What you are asked to do:
Find every line in the items that contains the word "grass" and copy each of those lines.

Material for the task:
%%

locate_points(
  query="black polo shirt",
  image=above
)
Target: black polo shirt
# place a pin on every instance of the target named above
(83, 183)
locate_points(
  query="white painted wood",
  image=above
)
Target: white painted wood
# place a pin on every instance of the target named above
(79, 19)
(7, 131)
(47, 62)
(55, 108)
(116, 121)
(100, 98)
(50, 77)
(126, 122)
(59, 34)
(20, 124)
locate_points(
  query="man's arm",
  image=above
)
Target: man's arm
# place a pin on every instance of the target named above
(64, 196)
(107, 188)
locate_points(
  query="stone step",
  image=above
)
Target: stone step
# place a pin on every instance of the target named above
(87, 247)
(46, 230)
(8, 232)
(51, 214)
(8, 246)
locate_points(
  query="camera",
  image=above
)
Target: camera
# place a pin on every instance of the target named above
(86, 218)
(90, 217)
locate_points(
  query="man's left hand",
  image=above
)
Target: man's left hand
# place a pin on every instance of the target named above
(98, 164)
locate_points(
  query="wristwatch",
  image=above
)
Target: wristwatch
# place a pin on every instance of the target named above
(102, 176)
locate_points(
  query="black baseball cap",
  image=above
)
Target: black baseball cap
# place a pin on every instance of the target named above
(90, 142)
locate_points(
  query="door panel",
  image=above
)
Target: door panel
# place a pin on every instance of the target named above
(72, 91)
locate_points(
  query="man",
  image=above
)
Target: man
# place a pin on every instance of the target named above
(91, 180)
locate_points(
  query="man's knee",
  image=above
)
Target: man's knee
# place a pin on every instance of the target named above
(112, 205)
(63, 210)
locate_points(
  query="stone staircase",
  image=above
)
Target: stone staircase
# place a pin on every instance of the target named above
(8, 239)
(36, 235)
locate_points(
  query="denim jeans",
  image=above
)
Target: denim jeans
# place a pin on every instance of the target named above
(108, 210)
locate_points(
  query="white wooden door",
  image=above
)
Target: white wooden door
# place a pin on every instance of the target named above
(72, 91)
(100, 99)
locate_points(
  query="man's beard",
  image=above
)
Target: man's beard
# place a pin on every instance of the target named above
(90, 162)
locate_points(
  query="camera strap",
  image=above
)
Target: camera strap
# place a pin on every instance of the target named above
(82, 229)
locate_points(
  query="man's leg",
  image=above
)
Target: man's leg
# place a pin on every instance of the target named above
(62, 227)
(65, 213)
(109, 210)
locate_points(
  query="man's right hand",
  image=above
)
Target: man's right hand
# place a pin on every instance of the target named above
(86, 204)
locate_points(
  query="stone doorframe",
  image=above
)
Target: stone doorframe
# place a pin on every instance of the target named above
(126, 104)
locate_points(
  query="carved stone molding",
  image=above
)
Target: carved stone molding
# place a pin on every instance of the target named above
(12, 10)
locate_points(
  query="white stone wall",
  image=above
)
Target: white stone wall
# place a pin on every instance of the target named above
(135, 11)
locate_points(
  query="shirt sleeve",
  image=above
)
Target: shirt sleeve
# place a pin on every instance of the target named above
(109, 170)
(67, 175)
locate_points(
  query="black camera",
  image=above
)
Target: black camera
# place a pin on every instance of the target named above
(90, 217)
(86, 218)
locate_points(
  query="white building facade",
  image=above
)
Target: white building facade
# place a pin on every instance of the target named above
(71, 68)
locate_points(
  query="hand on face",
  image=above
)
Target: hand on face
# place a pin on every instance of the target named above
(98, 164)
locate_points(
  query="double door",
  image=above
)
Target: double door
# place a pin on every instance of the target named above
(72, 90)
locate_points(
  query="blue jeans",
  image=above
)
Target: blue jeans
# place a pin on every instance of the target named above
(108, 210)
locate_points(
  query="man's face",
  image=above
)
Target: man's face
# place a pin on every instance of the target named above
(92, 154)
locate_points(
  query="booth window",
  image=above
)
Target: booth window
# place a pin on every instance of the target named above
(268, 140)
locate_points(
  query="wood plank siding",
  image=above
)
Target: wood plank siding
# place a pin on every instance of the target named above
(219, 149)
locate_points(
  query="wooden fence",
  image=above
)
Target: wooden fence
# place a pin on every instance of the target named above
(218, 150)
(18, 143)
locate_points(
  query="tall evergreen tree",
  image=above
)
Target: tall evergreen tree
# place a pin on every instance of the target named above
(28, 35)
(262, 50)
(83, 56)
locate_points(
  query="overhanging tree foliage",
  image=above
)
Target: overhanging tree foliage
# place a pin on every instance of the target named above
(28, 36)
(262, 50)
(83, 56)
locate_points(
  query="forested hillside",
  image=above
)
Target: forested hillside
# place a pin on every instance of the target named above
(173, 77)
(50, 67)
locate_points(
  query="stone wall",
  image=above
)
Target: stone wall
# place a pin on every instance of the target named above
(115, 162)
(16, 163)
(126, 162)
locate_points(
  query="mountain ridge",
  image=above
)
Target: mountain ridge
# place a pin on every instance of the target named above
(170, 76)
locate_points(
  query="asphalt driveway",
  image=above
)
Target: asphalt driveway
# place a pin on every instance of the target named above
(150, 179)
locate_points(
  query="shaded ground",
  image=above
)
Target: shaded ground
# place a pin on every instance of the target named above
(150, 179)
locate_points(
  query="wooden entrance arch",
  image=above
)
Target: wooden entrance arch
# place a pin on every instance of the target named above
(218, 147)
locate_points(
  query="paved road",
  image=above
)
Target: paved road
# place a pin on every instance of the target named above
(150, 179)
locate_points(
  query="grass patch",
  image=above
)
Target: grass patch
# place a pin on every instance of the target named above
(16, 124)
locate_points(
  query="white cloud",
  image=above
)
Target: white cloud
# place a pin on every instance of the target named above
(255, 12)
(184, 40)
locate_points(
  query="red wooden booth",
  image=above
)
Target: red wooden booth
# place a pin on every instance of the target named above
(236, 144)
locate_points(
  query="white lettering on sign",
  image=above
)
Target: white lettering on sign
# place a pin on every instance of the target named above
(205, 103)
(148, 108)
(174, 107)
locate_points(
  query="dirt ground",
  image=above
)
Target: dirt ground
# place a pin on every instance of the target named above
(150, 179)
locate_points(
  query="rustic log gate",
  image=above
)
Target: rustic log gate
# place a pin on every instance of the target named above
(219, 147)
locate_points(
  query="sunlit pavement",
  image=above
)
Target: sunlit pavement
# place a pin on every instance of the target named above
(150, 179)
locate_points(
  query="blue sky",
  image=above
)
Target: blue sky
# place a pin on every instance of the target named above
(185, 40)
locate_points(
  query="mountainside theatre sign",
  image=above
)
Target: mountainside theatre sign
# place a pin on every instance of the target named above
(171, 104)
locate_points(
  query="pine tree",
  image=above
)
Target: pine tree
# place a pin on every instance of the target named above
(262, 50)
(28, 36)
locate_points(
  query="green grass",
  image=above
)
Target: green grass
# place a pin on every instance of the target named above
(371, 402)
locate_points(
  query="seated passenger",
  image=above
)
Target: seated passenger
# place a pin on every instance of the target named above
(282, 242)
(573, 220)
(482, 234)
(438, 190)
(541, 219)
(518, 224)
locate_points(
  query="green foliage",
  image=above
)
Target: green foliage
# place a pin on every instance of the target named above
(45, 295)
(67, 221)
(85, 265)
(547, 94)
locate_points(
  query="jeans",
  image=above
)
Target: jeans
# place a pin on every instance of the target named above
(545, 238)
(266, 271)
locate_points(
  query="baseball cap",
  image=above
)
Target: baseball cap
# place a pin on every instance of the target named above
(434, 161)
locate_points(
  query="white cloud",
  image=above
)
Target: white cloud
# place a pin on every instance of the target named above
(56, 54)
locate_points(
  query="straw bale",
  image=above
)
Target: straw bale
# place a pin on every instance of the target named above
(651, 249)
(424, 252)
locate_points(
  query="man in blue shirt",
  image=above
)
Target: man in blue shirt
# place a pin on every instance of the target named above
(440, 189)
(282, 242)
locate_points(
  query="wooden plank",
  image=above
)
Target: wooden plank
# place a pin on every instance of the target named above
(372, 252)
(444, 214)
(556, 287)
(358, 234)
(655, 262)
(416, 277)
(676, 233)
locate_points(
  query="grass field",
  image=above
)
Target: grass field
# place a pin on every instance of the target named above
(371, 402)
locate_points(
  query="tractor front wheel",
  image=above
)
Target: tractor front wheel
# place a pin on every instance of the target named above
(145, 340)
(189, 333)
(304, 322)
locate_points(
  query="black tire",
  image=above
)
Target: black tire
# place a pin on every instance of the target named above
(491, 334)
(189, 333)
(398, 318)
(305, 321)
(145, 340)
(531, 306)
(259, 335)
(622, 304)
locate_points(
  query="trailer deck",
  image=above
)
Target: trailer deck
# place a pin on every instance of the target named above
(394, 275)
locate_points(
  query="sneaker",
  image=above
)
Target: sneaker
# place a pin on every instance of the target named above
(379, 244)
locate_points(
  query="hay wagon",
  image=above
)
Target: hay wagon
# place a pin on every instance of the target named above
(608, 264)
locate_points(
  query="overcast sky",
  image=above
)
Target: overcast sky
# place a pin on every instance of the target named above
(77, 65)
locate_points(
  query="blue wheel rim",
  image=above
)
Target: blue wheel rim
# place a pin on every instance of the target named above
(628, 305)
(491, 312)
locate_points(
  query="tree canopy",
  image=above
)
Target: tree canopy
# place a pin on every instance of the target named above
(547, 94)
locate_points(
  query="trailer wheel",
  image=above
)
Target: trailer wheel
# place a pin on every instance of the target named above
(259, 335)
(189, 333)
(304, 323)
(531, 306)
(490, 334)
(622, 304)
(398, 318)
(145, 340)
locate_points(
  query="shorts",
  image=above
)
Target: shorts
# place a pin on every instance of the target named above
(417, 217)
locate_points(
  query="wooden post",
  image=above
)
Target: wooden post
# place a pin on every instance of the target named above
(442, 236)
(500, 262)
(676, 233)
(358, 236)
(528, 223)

%%

Response to this task:
  query="grass patch",
Target: grass patch
  query="green grass",
Target: green grass
  query="grass field",
Target: grass field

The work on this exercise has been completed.